§ Task set
a. According to the letter to Zoran stockholders, why is the Board confident that its 2012 DTV breakeven revenue threshold can be reached? Answer in one to three sentences.
b. Please reproduce word for word the part of the letter to Zoran stockholders that begins at "Ramius LLC, a" and ends after "benefits fully realized.".

Dear Zoran Stockholder:

Ramius LLC, a hedge fund that recently took a position in Zoran at a time when the Company’s shares were undervalued and trading at a 52-week low, is attempting to gain your consent to take control of your Board and Company before Zoran’s strategic plan can be fully executed and its benefits fully realized.

Ramius is asking Zoran stockholders to consent to the hedge fund replacing all six of the independent Zoran Board members you elected in June 2010. Ramius’ nominees lack substantive experience with any of Zoran’s current businesses and, we believe, Ramius wants its own nominees on the Board solely to advance its short-term agenda.

Ramius has no new plan other than pushing Zoran to exit the Digital TV and Set-Top-Box (“STB”) businesses at a critical stage in the current design cycle. Your Board believes that prematurely shutting down these businesses — shortly before stockholders are in a position to evaluate the success of the current DTV design cycle — is not in the best interests of Zoran’s stockholders.

 

1


The current DTV design cycle will end within the next couple of months and we are increasingly confident in our strategy as design-win activity intensifies. By the time we report our first quarter earnings, we will have significantly more information regarding our position and future in the DTV market, including opportunities for growth and sustainable profitability. We believe we can secure further design wins with new and existing customers, including additional top-tier manufacturers. Importantly, Zoran’s Annual Meeting is only months away, providing an opportunity for stockholders to judge the success of Zoran’s plan.

OUR REVENUE TARGETS ARE ACHIEVABLE, WE HAVE TAKEN ACTION TO RIGHT-SIZE OUR COST STRUCTURE AND WE ARE ON TRACK TO DELIVER GROWTH AND PROFITABILITY

As one of the only global companies with a universal solution that translates into shipments to multiple countries (all of which have unique standards), this rapidly growing market will contribute significantly to our revenues as we expect to continue to secure design wins throughout the current design cycle and beyond. Our ability to serve multiple geographic regions with our universal platform is expected to enable Zoran to achieve revenues in excess of 2009 levels when despite being a leader in the value segment of the DTV market in the US, we were unable to effectively serve the international markets and the premium segment within DTV. At present, not only do we expect to retain this leadership position in the US, but our broader product portfolio will enable us to address and grow penetrate international markets through global top-tier customers in the premium segment. Consequently, we believe that our DTV breakeven revenue threshold of $140 million in 2012 is achievable, as it represents only a 12% increase over 2009 revenue, whereas our served addressable market in DTV is projected to grow by around 29% CAGR1 during the same period.

[Records from a collection]
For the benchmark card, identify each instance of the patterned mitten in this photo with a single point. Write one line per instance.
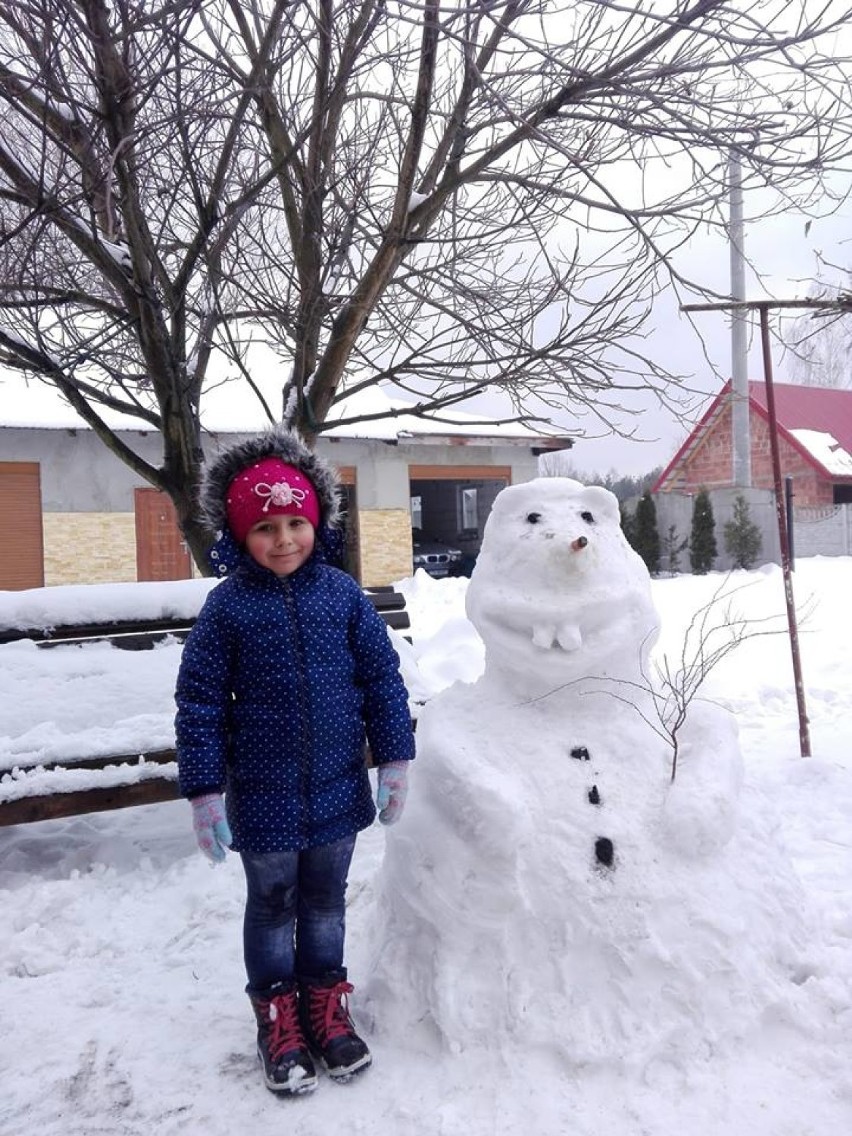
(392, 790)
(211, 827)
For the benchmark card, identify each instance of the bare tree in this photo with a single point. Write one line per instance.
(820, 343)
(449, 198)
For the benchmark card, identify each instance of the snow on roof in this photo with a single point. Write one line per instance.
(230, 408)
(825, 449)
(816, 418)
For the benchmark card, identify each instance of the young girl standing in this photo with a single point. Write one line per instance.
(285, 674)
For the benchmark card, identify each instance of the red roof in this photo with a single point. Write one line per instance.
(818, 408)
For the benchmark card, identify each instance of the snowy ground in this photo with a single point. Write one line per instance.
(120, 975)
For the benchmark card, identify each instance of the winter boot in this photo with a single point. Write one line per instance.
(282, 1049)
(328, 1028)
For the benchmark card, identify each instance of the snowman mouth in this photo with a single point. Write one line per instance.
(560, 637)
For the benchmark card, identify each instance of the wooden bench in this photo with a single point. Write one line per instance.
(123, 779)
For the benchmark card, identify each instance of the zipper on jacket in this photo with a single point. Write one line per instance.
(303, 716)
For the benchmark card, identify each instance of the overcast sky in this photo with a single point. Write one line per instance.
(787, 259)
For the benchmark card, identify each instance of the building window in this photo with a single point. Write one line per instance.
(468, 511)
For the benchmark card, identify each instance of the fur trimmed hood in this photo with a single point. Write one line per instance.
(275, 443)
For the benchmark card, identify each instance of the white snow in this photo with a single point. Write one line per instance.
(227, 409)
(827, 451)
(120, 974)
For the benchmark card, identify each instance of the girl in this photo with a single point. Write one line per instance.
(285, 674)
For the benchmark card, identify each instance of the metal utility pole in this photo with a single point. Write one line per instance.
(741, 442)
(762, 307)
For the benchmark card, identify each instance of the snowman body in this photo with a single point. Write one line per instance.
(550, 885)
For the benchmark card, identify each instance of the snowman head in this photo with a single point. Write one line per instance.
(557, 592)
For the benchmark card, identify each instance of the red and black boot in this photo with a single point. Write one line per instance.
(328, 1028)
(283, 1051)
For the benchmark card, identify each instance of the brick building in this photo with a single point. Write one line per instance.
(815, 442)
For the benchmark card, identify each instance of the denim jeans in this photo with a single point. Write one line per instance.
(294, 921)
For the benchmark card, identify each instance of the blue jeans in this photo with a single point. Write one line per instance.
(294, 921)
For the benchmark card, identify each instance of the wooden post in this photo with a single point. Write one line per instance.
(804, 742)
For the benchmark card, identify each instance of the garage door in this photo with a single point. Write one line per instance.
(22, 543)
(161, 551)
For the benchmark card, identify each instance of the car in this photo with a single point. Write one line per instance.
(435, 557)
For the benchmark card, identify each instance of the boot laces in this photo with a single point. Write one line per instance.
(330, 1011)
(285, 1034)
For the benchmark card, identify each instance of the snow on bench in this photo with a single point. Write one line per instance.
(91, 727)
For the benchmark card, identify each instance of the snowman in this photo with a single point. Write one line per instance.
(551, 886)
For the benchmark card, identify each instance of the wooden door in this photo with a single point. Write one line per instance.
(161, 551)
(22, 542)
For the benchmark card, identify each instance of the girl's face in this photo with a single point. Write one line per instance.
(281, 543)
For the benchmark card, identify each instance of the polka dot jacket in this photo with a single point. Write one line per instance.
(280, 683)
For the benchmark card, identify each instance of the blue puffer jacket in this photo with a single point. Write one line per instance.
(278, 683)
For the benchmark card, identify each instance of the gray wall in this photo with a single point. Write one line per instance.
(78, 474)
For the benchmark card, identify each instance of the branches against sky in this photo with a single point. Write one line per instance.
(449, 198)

...

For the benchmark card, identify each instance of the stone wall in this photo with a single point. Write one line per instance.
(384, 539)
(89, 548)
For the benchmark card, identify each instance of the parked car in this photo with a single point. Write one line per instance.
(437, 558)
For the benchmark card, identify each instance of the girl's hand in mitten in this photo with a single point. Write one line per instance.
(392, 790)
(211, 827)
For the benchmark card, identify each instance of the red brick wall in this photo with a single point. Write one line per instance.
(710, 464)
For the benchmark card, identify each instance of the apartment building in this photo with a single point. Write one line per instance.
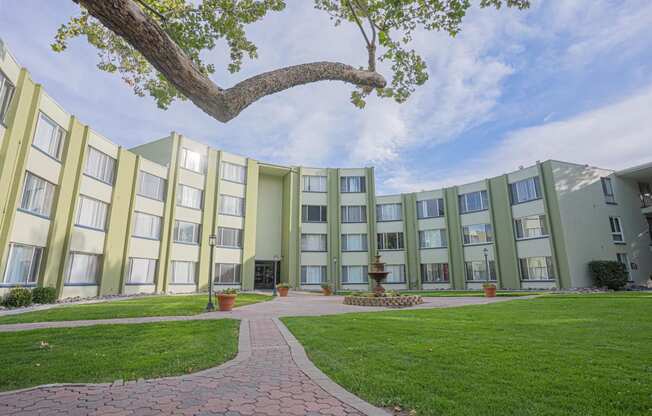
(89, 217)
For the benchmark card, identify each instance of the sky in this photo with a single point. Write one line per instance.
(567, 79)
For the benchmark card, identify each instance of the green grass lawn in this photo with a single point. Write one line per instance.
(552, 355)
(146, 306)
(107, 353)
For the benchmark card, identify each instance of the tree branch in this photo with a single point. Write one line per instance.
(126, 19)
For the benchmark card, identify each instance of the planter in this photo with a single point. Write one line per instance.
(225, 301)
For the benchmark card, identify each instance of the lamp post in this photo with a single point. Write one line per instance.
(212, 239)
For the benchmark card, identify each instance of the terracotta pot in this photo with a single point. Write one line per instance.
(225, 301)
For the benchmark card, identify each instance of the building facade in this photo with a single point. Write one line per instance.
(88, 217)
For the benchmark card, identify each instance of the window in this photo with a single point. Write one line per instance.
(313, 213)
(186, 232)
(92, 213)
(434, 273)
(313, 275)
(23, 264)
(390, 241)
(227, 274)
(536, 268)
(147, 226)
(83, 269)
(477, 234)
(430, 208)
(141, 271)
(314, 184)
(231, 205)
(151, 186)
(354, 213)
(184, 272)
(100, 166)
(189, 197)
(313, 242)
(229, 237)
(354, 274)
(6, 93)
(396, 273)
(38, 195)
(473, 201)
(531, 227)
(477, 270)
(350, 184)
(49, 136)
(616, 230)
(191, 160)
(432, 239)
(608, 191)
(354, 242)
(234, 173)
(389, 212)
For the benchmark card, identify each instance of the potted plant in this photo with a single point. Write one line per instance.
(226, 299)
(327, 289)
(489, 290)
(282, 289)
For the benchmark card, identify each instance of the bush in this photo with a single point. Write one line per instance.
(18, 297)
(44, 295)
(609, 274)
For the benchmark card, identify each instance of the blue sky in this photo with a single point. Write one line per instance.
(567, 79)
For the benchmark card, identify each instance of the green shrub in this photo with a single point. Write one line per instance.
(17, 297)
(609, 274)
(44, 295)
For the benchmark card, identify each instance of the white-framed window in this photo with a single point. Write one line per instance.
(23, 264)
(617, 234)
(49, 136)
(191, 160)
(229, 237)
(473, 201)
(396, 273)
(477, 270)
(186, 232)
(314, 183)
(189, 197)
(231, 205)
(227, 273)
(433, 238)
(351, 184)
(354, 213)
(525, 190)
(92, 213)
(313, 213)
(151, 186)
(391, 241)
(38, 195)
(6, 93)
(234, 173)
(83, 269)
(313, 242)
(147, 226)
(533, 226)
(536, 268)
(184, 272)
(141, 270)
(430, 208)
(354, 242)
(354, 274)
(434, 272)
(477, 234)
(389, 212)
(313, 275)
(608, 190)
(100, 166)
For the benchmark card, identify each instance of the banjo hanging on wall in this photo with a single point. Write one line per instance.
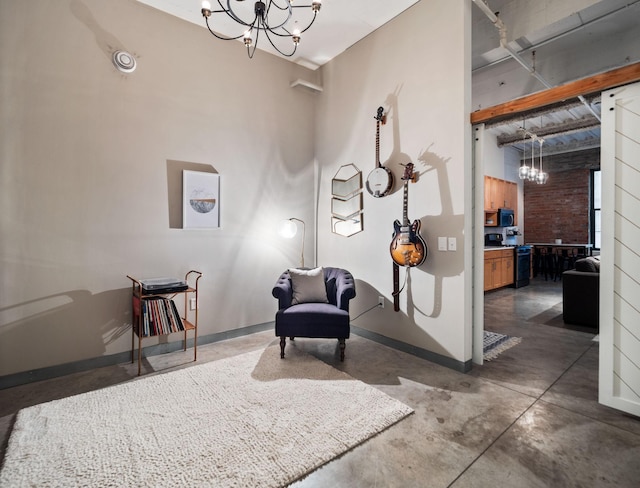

* * *

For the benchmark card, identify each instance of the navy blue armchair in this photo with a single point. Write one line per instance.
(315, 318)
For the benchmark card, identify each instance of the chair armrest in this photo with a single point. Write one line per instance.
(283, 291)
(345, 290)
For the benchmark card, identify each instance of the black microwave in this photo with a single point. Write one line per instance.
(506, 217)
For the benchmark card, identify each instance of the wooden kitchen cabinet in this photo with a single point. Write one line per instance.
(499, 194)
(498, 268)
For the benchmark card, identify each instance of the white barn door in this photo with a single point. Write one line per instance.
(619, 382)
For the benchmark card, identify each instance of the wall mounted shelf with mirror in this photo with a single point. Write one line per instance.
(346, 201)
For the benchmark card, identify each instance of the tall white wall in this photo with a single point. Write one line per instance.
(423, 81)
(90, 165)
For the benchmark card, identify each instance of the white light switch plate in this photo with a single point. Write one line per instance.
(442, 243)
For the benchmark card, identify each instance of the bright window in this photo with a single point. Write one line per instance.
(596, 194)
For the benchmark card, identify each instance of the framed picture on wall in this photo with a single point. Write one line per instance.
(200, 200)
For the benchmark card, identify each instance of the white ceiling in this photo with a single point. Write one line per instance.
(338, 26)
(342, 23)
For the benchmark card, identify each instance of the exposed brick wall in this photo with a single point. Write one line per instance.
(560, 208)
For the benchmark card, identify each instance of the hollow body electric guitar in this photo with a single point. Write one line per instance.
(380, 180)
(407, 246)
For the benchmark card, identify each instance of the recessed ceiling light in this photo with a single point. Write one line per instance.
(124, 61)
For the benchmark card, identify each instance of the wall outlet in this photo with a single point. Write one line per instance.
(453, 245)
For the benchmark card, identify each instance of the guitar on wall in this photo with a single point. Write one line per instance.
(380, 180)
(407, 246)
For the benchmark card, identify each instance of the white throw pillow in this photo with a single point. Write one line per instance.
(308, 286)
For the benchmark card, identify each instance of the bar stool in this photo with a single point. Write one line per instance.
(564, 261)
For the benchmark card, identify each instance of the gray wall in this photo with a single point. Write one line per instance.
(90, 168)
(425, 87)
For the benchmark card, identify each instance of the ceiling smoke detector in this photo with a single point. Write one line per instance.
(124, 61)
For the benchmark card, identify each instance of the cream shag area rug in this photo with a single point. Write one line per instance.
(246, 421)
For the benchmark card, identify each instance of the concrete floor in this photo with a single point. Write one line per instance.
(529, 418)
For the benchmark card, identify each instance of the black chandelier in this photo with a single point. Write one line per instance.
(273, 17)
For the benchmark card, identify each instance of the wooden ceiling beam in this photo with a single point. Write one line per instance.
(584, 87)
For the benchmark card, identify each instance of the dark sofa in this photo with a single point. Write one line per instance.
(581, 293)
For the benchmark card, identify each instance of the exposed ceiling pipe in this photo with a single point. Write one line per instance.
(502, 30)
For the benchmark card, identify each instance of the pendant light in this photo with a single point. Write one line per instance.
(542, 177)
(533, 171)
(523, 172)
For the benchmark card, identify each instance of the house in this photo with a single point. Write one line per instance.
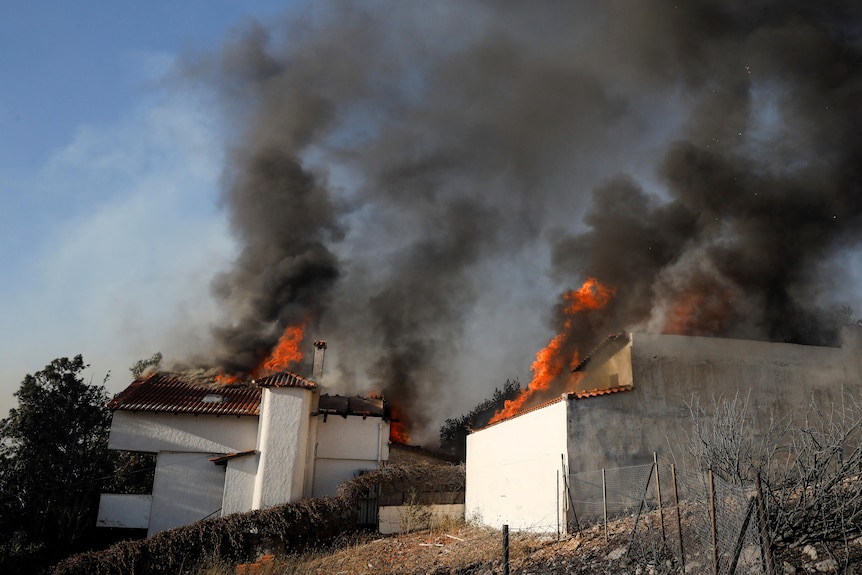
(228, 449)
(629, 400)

§ Task-by-task outputs
a. The Board considers the $140 million DTV breakeven revenue threshold for 2012 achievable because it is only a 12% increase over 2009 revenue. Over the same period, Zoran's served addressable market in DTV is projected to grow by around 29% CAGR.

b.
Ramius LLC, a hedge fund that recently took a position in Zoran at a time when the Company’s shares were undervalued and trading at a 52-week low, is attempting to gain your consent to take control of your Board and Company before Zoran’s strategic plan can be fully executed and its benefits fully realized.